● EXERCISE TASK: Copy out the part of the listing below that begins with the line containing "If you could pin the dragonfly head" and runs through the last line of the listing, both ends included, word for word and without any images.

● PROVIDED RECORDS:
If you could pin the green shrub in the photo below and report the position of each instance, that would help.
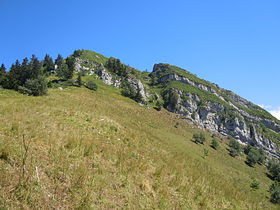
(91, 85)
(215, 143)
(199, 138)
(234, 148)
(35, 87)
(255, 184)
(275, 192)
(158, 105)
(273, 167)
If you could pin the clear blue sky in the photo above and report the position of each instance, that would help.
(234, 43)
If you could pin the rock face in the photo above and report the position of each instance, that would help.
(216, 109)
(200, 102)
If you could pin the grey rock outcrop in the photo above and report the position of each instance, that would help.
(229, 118)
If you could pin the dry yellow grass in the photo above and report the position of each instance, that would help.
(77, 149)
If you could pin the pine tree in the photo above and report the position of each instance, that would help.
(3, 76)
(63, 72)
(214, 143)
(48, 64)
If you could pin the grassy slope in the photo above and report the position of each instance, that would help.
(101, 150)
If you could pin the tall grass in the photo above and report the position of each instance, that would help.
(99, 150)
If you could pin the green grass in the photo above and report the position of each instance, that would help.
(93, 56)
(100, 150)
(204, 96)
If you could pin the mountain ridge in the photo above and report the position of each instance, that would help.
(228, 113)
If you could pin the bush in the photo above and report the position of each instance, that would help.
(215, 144)
(35, 87)
(91, 85)
(255, 184)
(248, 148)
(275, 192)
(115, 66)
(273, 167)
(129, 91)
(199, 138)
(64, 72)
(234, 148)
(158, 105)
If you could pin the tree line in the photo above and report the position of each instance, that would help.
(29, 76)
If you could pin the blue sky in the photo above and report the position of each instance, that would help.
(234, 43)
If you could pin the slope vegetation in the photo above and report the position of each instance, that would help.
(99, 150)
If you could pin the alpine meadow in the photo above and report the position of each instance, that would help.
(90, 132)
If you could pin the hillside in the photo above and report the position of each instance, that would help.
(201, 102)
(99, 134)
(81, 149)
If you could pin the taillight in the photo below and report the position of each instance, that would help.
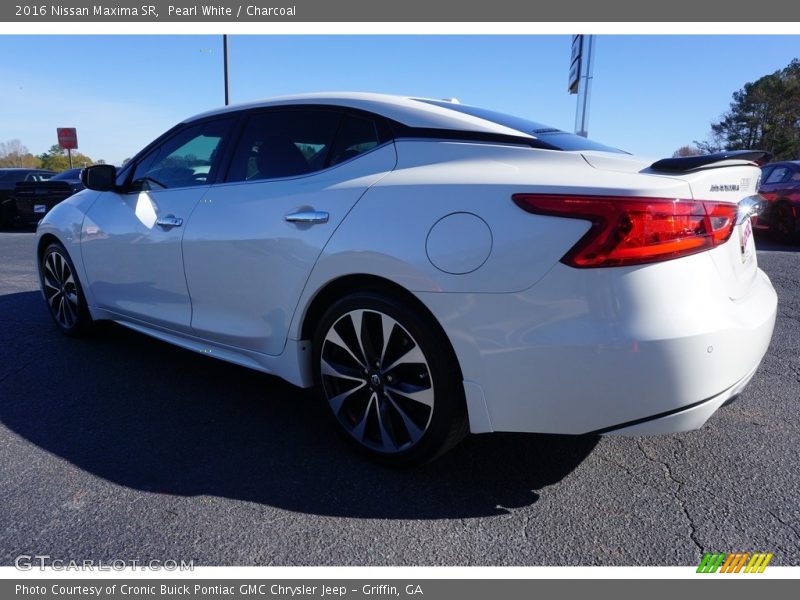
(634, 231)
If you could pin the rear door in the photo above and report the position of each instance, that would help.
(251, 243)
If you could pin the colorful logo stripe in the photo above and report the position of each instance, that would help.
(734, 563)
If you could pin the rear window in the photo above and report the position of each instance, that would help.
(557, 138)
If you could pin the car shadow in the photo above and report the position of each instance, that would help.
(156, 418)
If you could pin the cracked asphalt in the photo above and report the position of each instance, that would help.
(121, 447)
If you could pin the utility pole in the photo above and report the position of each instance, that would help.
(225, 66)
(586, 69)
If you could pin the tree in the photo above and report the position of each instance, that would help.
(14, 154)
(687, 151)
(57, 160)
(764, 115)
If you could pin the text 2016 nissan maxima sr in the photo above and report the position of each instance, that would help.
(432, 268)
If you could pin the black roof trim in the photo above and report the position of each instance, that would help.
(405, 131)
(687, 163)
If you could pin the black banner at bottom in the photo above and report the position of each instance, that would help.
(364, 589)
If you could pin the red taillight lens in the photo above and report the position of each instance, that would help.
(633, 231)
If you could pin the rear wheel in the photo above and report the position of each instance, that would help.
(783, 223)
(390, 379)
(63, 292)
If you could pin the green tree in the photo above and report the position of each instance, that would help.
(14, 154)
(57, 160)
(686, 151)
(764, 115)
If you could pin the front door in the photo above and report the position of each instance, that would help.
(131, 238)
(253, 240)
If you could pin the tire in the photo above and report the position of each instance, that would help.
(406, 412)
(783, 224)
(66, 302)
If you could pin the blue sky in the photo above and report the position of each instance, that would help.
(651, 94)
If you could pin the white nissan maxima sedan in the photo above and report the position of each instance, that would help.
(431, 268)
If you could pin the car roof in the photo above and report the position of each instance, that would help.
(407, 110)
(795, 163)
(26, 169)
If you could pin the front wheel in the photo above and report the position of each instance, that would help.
(63, 291)
(390, 379)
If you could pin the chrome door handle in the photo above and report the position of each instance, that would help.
(308, 216)
(169, 222)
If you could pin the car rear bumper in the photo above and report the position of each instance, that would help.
(653, 349)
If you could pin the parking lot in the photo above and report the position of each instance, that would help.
(122, 447)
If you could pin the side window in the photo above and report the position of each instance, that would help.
(778, 175)
(186, 159)
(356, 135)
(284, 143)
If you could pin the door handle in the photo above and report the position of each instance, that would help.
(169, 222)
(308, 216)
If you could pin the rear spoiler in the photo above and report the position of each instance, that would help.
(688, 163)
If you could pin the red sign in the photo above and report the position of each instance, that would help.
(67, 137)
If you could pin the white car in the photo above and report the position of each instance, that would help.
(432, 268)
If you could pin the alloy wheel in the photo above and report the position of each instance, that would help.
(60, 290)
(377, 380)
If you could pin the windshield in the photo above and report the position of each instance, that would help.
(561, 140)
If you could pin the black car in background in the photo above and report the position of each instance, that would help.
(780, 187)
(8, 181)
(34, 199)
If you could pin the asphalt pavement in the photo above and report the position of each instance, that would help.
(120, 447)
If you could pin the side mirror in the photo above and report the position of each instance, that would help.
(101, 178)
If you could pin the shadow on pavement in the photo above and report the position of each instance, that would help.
(156, 418)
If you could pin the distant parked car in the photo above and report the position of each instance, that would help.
(780, 185)
(35, 198)
(8, 181)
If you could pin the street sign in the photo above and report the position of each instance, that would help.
(576, 47)
(67, 138)
(575, 64)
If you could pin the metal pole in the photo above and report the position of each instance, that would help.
(585, 87)
(225, 53)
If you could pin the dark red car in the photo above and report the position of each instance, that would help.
(780, 185)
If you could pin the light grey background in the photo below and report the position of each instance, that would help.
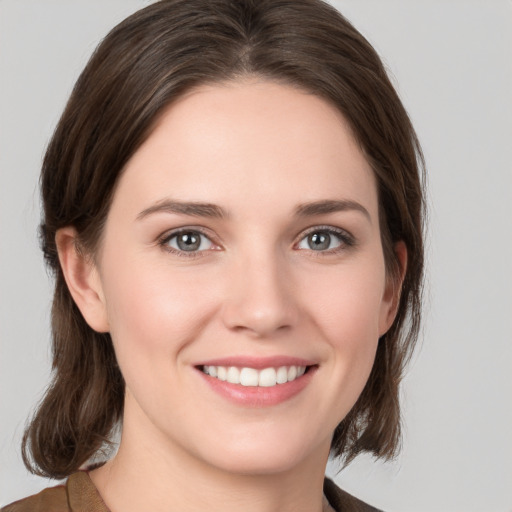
(452, 63)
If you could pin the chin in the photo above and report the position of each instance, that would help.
(266, 456)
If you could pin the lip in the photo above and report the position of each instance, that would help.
(257, 396)
(258, 363)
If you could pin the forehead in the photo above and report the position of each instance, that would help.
(249, 140)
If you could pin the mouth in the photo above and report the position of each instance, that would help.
(251, 377)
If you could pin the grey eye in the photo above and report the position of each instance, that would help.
(320, 240)
(190, 241)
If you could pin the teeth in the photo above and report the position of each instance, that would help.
(266, 377)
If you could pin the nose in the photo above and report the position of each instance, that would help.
(260, 299)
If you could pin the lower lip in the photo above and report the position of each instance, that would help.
(256, 396)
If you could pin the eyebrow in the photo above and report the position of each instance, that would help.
(330, 206)
(196, 209)
(193, 209)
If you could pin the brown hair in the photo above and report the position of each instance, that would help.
(145, 63)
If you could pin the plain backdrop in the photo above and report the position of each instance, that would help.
(452, 64)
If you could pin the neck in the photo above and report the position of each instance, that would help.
(150, 473)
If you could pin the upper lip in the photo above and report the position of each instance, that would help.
(257, 363)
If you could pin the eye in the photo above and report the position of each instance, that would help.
(325, 240)
(187, 241)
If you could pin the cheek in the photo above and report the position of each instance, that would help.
(153, 312)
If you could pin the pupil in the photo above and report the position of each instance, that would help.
(319, 241)
(189, 241)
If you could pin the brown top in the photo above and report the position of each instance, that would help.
(80, 495)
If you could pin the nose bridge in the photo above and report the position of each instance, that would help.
(260, 298)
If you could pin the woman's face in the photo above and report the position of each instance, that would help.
(243, 243)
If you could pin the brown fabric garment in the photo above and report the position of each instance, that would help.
(80, 495)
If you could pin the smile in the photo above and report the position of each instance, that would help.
(265, 377)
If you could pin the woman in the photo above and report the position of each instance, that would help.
(233, 212)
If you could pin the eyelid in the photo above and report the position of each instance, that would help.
(163, 241)
(347, 239)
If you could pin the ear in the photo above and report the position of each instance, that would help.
(83, 279)
(393, 290)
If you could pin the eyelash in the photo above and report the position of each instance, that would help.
(346, 241)
(166, 238)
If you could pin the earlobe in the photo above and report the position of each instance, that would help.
(393, 290)
(82, 279)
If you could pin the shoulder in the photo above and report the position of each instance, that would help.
(341, 500)
(53, 499)
(77, 495)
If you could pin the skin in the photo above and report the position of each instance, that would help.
(255, 288)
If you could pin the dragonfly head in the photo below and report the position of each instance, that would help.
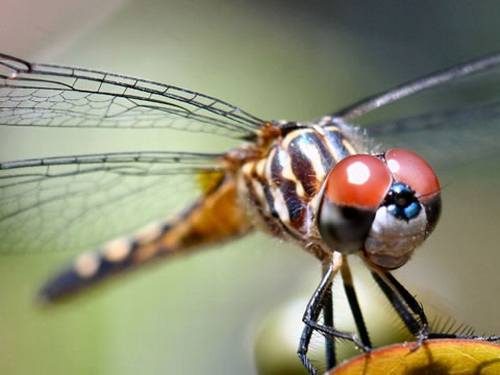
(384, 205)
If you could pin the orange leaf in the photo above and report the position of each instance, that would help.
(443, 356)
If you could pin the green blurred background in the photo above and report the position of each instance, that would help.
(277, 59)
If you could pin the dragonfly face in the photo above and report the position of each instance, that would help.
(384, 204)
(317, 183)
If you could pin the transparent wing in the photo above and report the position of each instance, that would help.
(449, 117)
(79, 202)
(58, 96)
(448, 138)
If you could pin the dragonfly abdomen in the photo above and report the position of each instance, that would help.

● COMPLETED TASK:
If you could pin the dragonfly head in the photo below and report the position of each instance, that would help.
(384, 205)
If you could pin the orange leaf in the photo above and report the position of each instance, that would help.
(443, 356)
If you could pin the green blurred background in the photo above and report the position of each instance, that would help.
(277, 59)
If you could pin the dragonfly face in the photo above and report the position of each instance, that would help.
(384, 204)
(317, 183)
If you could pin the transparent wing in the photo above and report the position of each instance, that would help.
(449, 117)
(79, 202)
(58, 96)
(448, 138)
If you could pin the dragonfly abdomen in the photo above and report the position of each instance, that would help.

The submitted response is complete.